## [Alıştırma görevi 1]
Aşağıdaki kayıtlarda "building" dizesini içeren satırların tamamını bulun ve her birini olduğu gibi kopyalayın.

## [Alıntı metin]
Yıkımdan önce 5 asırlık Roman mahallesinin sokakları çalgı sesinden geçilmezdi. Fatih Belediyesi ve TOKİ’nin ‘dönüşüm projesi’ sonrasında Sulukule’nin tanınmaz hale gelmiş sokaklarında darbukanın yerini Arapça konuşmalar aldı.
Radikal'den Elif İnce'nin haberine göre, çoğu Suriyeli fakat aralarında Tunuslu, Mısırlı, Yemenli, Filistinli ve İranlı da var. Emlakçılar, “Savaştan kaçan Suriyeliler Fatih’e akın edince ilçede kiralık daire kalmadı. Biz de artık Sulukule’ye getiriyoruz” diyor.
Zaten yüzbinlerce lira borca batmış olan eski Sulukuleliler de borçlarını başka türlü ödeyemedikleri için evlerini kiraya veriyor: “Site hâlâ boş ve inşaat halinde. Hal böyleyken istediğimiz kirayı ancak yabancılar veriyor” diyorlar.
Bir eve 2 aile sığışıyor, emlakçılar çiftdilli çalışıyor
Emlakçılar ellerinde anahtarlarla sürekli sitede mekik dokuyor. Konuştuğumuz iki ayrı emlakçı da şu ana kadar 30’un üzerinde göçmen aileye daire kiraladıklarını söylüyor. Bir site sakininin tahminine göreyse yabancı ailelerin sayısı 80’in üzerinde. Ailelerin çoğu kalabalık ve çocuklu. Evleri çoğunlukla iki aile paylaşıyor, 9-10 kişi kalıyorlar.
Site yönetiminden olduğunu iddia eden bir emlakçı, bizi görür görmez yanımıza yaklaşıyor, “Kaç metrekare bakıyorsunuz?’’ diye sorup kartını uzatıyor. Kartta şirketin bilgileri önde Türkçe, arkada Arapça. Yabancıların kira sözleşmesi imzalayarak oturma izni alabileceklerini anlatan emlakçı, “Elektriğini suyunu ben üstüme alıyorum veya ev sahibi alıyor. İki aylık depozito bırakıyorlar. Oturma izni alanlar sonra isterlerse elektriği suyu kendi üzerlerine alıyor’’ diyor.
Fiyatları soruyoruz, “80 metre daire 1250 lira artı 200 küsür aidat. Çok düşünmeyin, şu sıra tuttunuz tuttunuz. İlk aylarda 80 metrekareyi 1100 artı 250 lira aidat verip tutabilirdiniz. Site dolmaya başladı, birkaç aya 1800’e bile bulamazsınız’’ diyor. İsteyenlere 1 aylık da daire kiralayabileceklerini, bu durumda kiranın 100-200 lira daha fazla olacağını söylüyor. Ayrılırken “Ben hep buradayım’’ demeyi ihmal etmiyor.

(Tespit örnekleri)
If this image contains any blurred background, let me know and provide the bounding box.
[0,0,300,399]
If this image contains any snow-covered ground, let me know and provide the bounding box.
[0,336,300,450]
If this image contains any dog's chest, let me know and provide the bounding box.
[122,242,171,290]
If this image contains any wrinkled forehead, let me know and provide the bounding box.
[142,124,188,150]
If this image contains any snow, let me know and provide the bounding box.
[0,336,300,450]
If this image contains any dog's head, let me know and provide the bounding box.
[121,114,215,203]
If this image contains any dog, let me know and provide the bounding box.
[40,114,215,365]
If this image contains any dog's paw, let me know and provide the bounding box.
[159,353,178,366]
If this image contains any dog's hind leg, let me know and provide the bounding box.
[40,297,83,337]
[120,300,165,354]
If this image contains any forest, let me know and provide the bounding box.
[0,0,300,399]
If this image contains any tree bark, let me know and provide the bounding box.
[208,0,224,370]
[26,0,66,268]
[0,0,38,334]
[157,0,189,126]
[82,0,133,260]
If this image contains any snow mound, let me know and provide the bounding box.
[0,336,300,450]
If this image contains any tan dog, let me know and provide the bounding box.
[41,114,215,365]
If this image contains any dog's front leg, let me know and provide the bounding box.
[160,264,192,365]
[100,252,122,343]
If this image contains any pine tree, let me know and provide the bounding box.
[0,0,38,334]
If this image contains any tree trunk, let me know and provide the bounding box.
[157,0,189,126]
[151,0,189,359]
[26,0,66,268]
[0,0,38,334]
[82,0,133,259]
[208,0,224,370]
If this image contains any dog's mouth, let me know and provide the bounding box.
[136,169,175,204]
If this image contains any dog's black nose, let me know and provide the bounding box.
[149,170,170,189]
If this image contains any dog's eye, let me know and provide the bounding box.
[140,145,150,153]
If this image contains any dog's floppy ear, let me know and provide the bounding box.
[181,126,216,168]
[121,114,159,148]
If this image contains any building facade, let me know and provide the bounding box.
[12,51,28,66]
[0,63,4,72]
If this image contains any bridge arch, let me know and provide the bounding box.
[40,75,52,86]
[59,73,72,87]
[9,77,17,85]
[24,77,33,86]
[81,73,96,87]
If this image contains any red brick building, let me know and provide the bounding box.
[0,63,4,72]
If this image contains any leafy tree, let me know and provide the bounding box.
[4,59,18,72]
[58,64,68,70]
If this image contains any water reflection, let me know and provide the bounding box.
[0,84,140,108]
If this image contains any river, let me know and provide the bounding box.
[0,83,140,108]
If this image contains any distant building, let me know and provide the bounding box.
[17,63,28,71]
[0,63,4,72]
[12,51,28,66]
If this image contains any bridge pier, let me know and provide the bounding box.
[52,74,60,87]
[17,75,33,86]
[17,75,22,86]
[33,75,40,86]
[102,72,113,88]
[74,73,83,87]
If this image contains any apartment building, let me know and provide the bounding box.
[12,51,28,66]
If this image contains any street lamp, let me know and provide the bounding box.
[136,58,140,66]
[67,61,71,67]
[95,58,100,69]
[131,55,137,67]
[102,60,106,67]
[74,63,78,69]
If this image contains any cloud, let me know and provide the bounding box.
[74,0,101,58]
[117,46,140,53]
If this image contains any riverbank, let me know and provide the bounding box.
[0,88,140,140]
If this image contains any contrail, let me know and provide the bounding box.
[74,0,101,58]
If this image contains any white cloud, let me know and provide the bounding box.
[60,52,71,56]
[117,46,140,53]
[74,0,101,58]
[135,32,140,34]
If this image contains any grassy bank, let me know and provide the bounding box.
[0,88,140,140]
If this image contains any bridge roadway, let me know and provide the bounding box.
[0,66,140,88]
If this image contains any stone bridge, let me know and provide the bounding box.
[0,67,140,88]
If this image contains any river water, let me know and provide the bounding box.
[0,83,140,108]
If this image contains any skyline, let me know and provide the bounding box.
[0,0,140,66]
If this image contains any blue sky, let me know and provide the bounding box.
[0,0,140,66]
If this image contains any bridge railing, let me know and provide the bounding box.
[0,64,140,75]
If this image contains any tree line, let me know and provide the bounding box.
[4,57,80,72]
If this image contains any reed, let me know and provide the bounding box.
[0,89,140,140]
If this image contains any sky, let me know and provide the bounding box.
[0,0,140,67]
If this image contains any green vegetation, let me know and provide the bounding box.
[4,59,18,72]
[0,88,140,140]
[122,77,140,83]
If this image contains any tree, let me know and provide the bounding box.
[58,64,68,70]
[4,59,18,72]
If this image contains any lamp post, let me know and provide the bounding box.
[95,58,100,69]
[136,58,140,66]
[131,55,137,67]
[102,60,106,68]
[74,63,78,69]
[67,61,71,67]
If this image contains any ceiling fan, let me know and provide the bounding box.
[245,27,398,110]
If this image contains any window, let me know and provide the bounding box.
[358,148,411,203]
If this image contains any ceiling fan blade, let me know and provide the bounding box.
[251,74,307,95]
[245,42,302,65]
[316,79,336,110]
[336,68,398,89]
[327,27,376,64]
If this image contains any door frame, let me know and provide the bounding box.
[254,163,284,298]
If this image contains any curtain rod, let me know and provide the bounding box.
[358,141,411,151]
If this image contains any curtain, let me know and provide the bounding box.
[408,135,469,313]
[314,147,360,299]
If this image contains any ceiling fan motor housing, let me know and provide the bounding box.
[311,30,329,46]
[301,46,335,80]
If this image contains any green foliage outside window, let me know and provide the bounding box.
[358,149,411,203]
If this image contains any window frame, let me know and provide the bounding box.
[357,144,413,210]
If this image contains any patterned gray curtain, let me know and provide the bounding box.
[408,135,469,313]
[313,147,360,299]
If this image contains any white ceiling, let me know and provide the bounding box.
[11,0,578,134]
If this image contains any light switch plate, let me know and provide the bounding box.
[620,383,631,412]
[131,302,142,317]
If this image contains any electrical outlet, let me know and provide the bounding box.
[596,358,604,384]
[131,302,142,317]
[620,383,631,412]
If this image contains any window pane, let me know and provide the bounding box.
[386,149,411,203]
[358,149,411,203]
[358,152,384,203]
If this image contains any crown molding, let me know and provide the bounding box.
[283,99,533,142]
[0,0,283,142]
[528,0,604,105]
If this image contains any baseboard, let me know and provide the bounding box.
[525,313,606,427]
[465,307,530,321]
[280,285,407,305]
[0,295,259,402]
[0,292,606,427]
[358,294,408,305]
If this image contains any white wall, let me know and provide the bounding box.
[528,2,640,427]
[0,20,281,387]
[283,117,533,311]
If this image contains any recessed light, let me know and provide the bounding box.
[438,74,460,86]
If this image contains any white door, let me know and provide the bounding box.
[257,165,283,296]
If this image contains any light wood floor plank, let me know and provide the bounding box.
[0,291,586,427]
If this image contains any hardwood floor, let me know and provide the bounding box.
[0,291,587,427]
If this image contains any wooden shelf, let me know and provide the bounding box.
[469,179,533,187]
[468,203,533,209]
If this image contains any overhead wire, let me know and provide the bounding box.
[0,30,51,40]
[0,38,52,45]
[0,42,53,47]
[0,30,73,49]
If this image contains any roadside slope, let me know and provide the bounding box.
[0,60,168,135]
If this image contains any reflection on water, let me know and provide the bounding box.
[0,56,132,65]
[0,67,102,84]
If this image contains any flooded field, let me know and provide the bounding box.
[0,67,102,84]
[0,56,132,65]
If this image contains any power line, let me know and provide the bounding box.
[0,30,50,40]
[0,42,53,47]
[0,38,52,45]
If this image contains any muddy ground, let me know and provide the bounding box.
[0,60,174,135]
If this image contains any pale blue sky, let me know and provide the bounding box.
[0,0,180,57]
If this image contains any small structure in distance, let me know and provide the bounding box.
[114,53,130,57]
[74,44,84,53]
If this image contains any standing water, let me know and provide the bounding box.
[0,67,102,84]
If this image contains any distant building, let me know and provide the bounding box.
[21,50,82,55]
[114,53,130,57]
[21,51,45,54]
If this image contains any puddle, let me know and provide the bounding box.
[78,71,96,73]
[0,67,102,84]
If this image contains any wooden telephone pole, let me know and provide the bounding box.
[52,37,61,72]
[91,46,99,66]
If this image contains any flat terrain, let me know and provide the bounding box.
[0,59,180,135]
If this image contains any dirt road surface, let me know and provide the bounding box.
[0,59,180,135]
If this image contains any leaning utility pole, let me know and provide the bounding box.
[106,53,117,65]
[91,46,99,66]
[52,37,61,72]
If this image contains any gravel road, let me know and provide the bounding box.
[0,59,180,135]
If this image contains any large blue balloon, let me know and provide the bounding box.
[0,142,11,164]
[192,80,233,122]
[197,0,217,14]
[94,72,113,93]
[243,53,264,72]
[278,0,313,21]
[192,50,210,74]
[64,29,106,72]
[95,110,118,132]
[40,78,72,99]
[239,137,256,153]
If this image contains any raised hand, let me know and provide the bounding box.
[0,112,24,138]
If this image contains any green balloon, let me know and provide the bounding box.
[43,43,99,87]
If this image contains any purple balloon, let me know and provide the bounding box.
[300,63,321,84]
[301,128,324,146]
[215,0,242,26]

## [Alıştırma görevi 2]
Sulukule metninde adı geçen, mahalleye yerleşen yabancıların tüm uyruklarını listeleyin.

## [Alıştırma çözümü 1]
If this image contains any building facade, let me know and provide the bounding box.
If this image contains any red brick building, let me know and provide the bounding box.
If this image contains any distant building, let me know and provide the bounding box.
If this image contains any apartment building, let me know and provide the bounding box.
If this image contains any distant building, let me know and provide the bounding box.

## [Alıştırma çözümü 2]
Suriyeli, Tunuslu, Mısırlı, Yemenli, Filistinli, İranlı